§ Document excerpt:
# 208 to 480V 3 phase Step-Up



## RandyJ

I have a power supply used for charching batteries in our facility. The input to the power supply is 480V 3 phase (no neutral, just 3 phases and 1 ground). I want to use this in our facility but we only have 208 3 phase. Short of having a major change to our facility power, I thought of this. I want to get a small step-up transformer (about 9KVA) and wire it to plug in to one of our 208 3 phase 30 Amp receptacles. The output of the transformer would have a 480V 3 phase receptacle (no neutral, just 3 phases and a ground). So here is the question: Is this possible and would it violate any electric code?


----------



## Pete m.

I would suggest looking at article 450 in conjunction with 240.21.

At first glance it seems you are missing secondary overcurrent protection if you plan to terminate the secondary conductors directly to a receptacle.

Also keep in mind that 250.30 will also be applicable.

Pete


----------



## erics37

You can:

- Run it corner-grounded
- Get a delta-wye transformer and derive a neutral, bond it etc. and simply not utilize it (probably easiest)
- Run ungrounded (there's a list of qualifications you have to meet if you do it this way, not likely you'll meet them)

As mentioned, you'll probably need to consider secondary protection and/or disconnecting means.


----------



## wildleg

since you aren't an electrician, you will need to have one do this for you.

as the others said, it would probably be best to have one wired to a branch ckt, with primary protection, but yes it should be a simple install.

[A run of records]
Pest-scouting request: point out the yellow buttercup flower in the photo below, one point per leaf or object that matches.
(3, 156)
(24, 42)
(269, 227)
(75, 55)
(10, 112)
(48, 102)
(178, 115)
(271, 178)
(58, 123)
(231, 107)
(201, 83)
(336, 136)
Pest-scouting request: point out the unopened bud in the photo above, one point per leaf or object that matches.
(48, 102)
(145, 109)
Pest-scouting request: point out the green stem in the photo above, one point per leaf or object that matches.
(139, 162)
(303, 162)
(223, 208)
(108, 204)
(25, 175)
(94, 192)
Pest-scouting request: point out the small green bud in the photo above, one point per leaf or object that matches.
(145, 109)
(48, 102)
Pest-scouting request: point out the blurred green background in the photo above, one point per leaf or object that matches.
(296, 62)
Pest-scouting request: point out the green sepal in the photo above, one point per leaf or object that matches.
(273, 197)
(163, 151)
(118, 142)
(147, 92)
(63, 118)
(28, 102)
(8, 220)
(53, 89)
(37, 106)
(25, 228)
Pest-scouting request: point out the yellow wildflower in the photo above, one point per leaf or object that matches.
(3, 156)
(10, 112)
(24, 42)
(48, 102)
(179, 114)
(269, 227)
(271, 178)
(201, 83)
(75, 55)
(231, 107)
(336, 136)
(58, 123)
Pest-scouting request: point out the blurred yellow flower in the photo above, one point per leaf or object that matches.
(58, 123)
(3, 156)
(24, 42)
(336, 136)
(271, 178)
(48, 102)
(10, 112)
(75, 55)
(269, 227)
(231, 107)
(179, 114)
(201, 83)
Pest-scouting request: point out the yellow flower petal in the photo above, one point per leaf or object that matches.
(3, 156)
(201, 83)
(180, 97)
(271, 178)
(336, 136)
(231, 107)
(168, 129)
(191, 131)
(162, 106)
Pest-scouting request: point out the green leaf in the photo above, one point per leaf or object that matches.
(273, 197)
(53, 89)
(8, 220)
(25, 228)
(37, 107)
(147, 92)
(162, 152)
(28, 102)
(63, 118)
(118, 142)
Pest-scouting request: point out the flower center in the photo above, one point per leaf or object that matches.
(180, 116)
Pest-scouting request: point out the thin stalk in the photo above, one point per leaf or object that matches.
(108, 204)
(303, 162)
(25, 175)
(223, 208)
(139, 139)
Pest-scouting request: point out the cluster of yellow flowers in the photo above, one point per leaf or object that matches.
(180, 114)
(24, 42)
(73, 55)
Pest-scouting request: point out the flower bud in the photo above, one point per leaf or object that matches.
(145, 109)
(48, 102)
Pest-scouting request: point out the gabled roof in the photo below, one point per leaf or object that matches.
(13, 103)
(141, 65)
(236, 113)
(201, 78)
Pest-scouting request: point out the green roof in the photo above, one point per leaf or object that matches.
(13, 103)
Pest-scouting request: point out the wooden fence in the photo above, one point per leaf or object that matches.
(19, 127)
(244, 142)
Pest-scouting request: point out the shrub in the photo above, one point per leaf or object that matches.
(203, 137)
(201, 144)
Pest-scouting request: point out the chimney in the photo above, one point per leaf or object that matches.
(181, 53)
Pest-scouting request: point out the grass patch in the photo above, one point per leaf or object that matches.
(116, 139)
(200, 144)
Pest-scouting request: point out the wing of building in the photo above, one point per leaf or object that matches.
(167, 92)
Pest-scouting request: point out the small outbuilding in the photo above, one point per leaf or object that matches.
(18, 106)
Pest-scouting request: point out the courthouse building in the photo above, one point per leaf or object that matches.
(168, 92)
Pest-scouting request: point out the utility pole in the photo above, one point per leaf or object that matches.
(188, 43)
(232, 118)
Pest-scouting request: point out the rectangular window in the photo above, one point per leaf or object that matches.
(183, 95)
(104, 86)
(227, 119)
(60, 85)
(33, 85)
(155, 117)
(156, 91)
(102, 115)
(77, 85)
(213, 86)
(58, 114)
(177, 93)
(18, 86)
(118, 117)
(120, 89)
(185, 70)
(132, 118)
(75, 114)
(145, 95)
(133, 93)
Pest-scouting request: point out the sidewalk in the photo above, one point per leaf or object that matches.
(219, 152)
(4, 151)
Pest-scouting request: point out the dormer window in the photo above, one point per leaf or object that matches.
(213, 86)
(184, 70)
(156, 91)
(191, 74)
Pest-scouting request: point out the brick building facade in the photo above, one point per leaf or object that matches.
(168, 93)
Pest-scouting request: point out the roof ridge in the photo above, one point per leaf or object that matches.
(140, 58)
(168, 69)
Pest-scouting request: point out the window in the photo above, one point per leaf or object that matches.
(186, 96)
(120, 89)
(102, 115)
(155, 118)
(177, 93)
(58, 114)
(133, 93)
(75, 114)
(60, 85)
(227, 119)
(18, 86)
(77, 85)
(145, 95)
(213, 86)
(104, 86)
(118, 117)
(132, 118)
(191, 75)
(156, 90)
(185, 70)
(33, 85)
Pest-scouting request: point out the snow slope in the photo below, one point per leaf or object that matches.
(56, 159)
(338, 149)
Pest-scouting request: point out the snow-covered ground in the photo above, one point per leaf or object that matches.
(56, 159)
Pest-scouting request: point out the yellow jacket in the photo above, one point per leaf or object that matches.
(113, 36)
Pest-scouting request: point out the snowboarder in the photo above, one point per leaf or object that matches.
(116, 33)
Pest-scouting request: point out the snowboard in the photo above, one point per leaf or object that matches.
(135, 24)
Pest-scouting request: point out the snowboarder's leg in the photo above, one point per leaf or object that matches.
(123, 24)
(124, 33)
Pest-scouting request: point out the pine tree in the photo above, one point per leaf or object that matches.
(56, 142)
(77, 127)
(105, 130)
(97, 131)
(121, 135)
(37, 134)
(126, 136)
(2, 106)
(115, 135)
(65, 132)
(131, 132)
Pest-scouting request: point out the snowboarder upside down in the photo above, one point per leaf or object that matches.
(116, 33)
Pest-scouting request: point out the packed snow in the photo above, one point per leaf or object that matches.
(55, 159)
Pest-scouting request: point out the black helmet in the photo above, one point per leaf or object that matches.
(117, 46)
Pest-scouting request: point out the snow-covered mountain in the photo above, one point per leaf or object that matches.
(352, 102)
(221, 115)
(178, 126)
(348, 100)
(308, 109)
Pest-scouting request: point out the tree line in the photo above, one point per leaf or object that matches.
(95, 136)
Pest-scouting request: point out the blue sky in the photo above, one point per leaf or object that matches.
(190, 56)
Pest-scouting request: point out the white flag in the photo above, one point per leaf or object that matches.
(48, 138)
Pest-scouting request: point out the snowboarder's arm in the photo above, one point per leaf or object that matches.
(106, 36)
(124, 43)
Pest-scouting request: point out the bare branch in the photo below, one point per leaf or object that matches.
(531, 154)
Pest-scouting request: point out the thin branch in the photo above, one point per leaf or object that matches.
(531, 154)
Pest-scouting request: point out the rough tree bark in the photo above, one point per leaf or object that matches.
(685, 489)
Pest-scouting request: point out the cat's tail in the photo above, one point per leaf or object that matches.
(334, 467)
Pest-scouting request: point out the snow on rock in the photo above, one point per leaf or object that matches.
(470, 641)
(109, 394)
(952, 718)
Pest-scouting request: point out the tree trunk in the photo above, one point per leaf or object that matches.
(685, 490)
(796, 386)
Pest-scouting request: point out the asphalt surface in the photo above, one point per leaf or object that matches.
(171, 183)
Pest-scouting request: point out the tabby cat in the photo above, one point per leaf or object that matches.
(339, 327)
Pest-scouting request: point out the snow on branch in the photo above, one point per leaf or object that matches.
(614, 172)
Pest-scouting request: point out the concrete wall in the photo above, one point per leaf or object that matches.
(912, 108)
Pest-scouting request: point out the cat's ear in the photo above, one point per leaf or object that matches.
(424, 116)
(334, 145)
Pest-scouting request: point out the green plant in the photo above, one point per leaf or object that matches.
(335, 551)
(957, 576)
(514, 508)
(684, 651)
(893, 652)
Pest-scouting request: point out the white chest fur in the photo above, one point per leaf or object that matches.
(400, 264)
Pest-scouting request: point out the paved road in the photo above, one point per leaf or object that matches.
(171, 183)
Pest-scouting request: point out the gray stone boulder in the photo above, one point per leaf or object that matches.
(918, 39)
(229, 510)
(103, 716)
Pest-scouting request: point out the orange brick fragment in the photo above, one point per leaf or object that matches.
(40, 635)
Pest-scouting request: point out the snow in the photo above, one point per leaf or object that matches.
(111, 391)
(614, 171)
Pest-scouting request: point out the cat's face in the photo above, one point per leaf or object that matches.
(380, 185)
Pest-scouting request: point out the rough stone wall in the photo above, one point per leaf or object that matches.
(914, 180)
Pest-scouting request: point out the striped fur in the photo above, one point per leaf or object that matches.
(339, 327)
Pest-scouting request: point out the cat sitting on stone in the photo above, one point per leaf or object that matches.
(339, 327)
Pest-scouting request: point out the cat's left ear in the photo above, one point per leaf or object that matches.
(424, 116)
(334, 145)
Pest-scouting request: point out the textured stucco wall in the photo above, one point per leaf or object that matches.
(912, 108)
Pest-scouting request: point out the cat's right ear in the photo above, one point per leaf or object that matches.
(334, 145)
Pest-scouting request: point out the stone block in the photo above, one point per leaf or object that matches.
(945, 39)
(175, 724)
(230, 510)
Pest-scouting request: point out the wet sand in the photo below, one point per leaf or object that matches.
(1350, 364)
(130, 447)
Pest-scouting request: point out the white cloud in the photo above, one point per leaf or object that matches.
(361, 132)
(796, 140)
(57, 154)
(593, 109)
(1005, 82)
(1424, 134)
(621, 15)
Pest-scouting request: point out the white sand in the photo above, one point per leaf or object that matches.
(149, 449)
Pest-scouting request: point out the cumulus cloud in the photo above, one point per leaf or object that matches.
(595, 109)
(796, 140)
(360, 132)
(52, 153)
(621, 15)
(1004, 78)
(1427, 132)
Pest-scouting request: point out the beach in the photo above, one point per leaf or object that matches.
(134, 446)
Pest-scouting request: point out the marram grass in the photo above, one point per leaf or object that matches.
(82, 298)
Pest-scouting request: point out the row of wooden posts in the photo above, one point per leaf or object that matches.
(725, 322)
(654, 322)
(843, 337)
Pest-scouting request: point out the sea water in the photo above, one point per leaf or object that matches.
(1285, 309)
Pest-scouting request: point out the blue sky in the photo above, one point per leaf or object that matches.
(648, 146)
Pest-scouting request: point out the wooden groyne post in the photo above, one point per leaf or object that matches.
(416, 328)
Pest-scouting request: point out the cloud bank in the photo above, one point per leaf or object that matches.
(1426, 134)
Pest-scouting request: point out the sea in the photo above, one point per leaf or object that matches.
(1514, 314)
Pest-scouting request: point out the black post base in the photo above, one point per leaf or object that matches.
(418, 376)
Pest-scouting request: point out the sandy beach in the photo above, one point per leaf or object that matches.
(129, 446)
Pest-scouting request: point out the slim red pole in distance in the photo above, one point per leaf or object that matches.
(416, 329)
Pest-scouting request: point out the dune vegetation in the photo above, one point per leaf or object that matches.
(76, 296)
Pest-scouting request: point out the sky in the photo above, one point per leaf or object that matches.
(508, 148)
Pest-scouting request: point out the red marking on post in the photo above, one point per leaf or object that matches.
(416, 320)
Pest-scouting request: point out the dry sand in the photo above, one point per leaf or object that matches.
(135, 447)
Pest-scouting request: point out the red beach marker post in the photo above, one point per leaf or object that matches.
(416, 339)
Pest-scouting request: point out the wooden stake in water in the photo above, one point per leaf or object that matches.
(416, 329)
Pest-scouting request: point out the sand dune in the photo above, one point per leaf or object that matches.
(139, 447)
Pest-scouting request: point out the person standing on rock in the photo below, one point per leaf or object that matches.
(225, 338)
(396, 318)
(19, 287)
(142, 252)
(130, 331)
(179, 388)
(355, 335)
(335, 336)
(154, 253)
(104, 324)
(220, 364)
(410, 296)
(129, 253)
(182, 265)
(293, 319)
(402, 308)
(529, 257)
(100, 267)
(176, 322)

§ What the task requires: Retype the forum thread on the 208V to 480V step-up, beginning at the words "- Run ungrounded" and stopping after the words "a simple install.".

§ Correct answer:
- Run ungrounded (there's a list of qualifications you have to meet if you do it this way, not likely you'll meet them)

As mentioned, you'll probably need to consider secondary protection and/or disconnecting means.


----------



## wildleg

since you aren't an electrician, you will need to have one do this for you.

as the others said, it would probably be best to have one wired to a branch ckt, with primary protection, but yes it should be a simple install.